Reproduce without alteration the records below, from the line containing "For this dataset, tag each instance of the paper" through the line containing "[[278, 267]]", both of these lines included.

## Excerpted records
·····

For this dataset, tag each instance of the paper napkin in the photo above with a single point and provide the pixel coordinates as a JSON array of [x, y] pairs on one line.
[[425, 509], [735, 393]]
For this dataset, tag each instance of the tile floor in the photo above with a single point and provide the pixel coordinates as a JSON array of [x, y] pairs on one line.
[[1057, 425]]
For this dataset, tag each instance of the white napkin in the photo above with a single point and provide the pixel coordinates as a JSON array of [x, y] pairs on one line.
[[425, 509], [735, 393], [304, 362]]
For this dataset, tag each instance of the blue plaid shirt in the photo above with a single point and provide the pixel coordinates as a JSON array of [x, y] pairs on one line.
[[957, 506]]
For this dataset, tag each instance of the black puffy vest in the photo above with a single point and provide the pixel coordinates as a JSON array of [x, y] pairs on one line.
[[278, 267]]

·····

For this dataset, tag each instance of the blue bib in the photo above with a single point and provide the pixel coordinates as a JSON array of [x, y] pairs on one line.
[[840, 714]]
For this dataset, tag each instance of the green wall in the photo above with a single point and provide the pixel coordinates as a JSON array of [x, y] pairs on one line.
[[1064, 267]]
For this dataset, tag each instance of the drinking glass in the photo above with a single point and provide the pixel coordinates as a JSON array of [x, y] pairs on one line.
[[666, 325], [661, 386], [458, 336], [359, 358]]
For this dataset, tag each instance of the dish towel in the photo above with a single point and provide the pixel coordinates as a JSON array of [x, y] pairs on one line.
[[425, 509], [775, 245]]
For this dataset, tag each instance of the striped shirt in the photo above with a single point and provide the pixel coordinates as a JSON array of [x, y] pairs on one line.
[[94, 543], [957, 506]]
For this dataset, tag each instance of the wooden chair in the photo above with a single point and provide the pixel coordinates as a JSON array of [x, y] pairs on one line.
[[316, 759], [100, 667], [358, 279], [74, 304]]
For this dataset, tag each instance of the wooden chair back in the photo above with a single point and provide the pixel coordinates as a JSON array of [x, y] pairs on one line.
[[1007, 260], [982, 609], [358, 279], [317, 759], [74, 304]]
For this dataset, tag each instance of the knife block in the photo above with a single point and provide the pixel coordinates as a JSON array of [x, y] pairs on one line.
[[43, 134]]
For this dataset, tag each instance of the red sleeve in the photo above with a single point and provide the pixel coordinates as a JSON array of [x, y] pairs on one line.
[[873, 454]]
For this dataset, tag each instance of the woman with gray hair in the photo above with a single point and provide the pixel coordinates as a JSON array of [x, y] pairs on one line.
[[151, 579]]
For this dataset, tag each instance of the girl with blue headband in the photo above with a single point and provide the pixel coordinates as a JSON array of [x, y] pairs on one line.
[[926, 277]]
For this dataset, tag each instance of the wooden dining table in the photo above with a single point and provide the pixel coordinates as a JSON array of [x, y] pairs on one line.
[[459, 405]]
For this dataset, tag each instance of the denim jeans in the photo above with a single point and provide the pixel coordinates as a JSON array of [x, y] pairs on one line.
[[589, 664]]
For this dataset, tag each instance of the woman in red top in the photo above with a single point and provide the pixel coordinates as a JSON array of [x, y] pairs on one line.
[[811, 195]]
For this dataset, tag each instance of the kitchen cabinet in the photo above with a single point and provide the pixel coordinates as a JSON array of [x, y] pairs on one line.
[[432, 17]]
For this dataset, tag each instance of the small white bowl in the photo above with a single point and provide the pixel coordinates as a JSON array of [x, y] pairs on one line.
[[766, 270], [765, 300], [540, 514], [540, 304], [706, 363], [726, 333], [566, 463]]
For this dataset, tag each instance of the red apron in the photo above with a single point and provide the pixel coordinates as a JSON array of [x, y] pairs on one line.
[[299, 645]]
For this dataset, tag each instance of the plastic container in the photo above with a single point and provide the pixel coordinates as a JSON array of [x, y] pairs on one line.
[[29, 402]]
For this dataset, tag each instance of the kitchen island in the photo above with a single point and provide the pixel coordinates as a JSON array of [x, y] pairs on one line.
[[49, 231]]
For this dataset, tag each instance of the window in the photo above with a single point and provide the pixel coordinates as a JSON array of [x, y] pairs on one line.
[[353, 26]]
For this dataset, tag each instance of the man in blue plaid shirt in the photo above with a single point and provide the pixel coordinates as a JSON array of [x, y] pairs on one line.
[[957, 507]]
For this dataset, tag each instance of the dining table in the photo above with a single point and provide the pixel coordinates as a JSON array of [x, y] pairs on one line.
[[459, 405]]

·····

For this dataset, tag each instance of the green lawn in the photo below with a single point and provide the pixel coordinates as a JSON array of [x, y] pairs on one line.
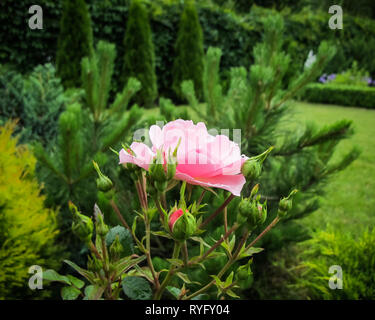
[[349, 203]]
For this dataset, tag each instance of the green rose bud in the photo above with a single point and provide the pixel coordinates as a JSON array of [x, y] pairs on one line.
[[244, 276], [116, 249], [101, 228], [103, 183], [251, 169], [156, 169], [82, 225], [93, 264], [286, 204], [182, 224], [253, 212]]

·····

## Task result
For this dataset, tag each instance of the paper napkin in the photo above with a single point and provide the pixel coordinates as a JSON array of [x, y] pairs on one line.
[[425, 509], [735, 393]]
For this dataset, tag each instance of the tile floor in the photo above with a single point and provide the pixel coordinates as a JSON array of [x, y] pairs on one line.
[[1057, 425]]
For this dataset, tag each instance of the white napkin in the photo above with a single point and provide the pixel coordinates as a JSON array of [x, y] pairs on one line.
[[425, 509], [735, 393], [304, 362]]
For this dataset, tag each instance of the blue plaid shirt in the photo above with a single point and provide the pixel coordinates as a JSON array of [x, y] pairs on one line.
[[957, 506]]
For this dataset, tag each instance of the black puffy vest in the photo above with a single point and provide the pixel coordinates as a JSON array of [x, y] pairs on one line.
[[278, 267]]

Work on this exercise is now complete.